::: SOURCE DATA :::

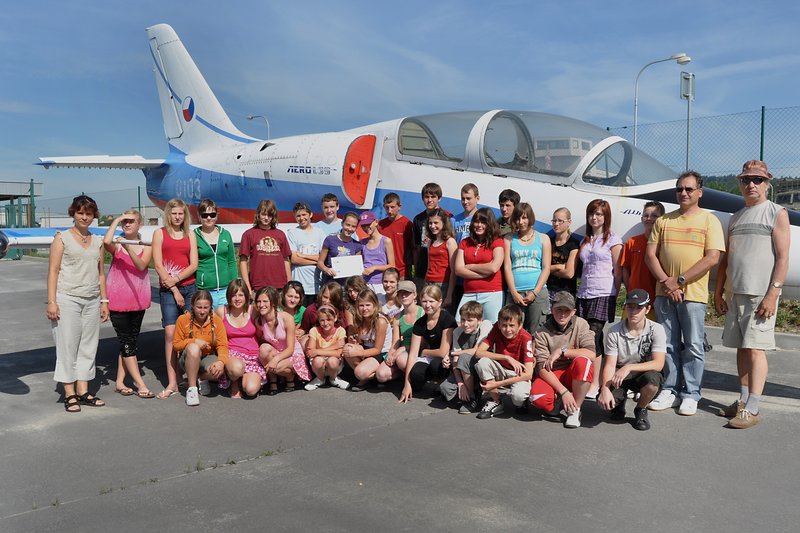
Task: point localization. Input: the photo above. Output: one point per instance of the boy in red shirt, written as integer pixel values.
(505, 363)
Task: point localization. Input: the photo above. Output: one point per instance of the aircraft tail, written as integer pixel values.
(193, 117)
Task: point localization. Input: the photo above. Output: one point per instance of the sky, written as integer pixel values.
(76, 79)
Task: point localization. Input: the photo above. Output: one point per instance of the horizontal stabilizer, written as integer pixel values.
(133, 162)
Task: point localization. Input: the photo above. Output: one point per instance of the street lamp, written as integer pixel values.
(251, 117)
(681, 59)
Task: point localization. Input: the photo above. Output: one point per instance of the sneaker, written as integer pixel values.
(468, 408)
(314, 384)
(573, 420)
(192, 396)
(664, 400)
(492, 408)
(731, 410)
(688, 407)
(340, 383)
(640, 421)
(618, 412)
(744, 419)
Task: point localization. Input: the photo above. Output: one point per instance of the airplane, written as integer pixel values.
(552, 161)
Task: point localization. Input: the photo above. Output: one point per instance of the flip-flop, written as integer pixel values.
(166, 393)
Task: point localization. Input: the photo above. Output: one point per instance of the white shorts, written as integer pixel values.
(743, 328)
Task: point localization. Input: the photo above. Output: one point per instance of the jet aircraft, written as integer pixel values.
(552, 161)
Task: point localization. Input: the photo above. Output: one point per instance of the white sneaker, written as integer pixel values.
(664, 400)
(340, 383)
(192, 396)
(688, 407)
(314, 384)
(574, 420)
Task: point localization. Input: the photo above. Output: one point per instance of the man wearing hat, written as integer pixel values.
(564, 349)
(635, 353)
(749, 282)
(683, 247)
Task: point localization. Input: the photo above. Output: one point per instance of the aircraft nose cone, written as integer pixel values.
(3, 244)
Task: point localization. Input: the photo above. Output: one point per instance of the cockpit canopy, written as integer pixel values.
(522, 143)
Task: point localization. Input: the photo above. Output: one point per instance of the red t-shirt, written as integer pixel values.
(480, 255)
(400, 231)
(438, 264)
(267, 250)
(520, 347)
(632, 257)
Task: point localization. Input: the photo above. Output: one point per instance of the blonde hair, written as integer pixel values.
(177, 202)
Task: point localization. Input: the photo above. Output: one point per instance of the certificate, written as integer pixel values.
(348, 265)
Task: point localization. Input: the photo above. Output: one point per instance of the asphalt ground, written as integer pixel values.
(331, 460)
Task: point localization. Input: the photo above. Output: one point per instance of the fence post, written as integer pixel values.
(761, 147)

:::

Pictures are to be left out; the records above must be repeated word for word.

Task: point localization. Input: the photo above. Output: one point per instance of the boy in red shirt, written as integer pixel values.
(505, 363)
Task: point localization. Input: the photo above. Output: one point per instance of the aircraft tail, written as integer pixel values.
(193, 117)
Task: point localization. Input: the photo above. Output: one point per instance of the sky, written as integer pixel values.
(76, 79)
Task: point localization. Input: the photo above. Output: one point per instance of the horizontal stabilizer, written as integer pixel values.
(133, 162)
Task: point localization. Input: the photo above. Output: one point per instance of the street lamp, written as integer pixel values.
(251, 117)
(681, 59)
Task: point localization. Input: the photo above. Output: one point per instance of the sneaker, written as integer pixel values.
(468, 408)
(314, 384)
(573, 420)
(192, 396)
(664, 400)
(492, 408)
(731, 410)
(688, 407)
(340, 383)
(640, 421)
(618, 412)
(744, 419)
Task: point localization. Input: the photo above. Output: one point per instance of the airplane, written as integer pixel values.
(552, 161)
Task: point localization. Input: the photo above. Output: one point per instance of the flip-flop, written as integer pixel values.
(166, 393)
Task: point localization. Input: the photo above. Output: one point per instance of the white shorts, written as integer pixel values.
(743, 328)
Task: point localization. Input: the photo above. Output: one point per instance of the jet aircraft, written as integer pixel values.
(552, 161)
Task: point localization. Input: the photo above. Output: one point per instance of the white sneaker, written as integer pixel values.
(664, 400)
(340, 383)
(192, 396)
(688, 407)
(314, 384)
(574, 420)
Task: point localization. Input: the photo above. Output: one point per instance of the man wearing hat, written as integer pixel values.
(564, 349)
(635, 353)
(749, 282)
(683, 247)
Task: point localization. Input: the photo above. Output: one point per instance of the aircraft nose cone, written as integer pixel values.
(3, 244)
Task: point localization. Input: the photo above. Output: one point per instance of the cockpit canopy, written as integer pixel values.
(522, 143)
Task: point localization. Input: the photo above. Output: one point per instance of the red t-shirt, written as integer pixel values.
(480, 255)
(400, 231)
(438, 264)
(267, 250)
(520, 347)
(632, 257)
Task: point localization. Input: the photo above. Output: one point per instance of the blonde hair, written as integer pixel values.
(177, 202)
Task: point localization. Input: the photo above. Output: one point per instance of the certificate, written as integer pixel values.
(348, 265)
Task: point localization. Input: the photo above. Output: one point per instance of the asphalt ground, written as integer pixel values.
(331, 460)
Task: point localization. Input: the photo above. Output: one point per instance of the fence post, written as integer pixel values.
(761, 147)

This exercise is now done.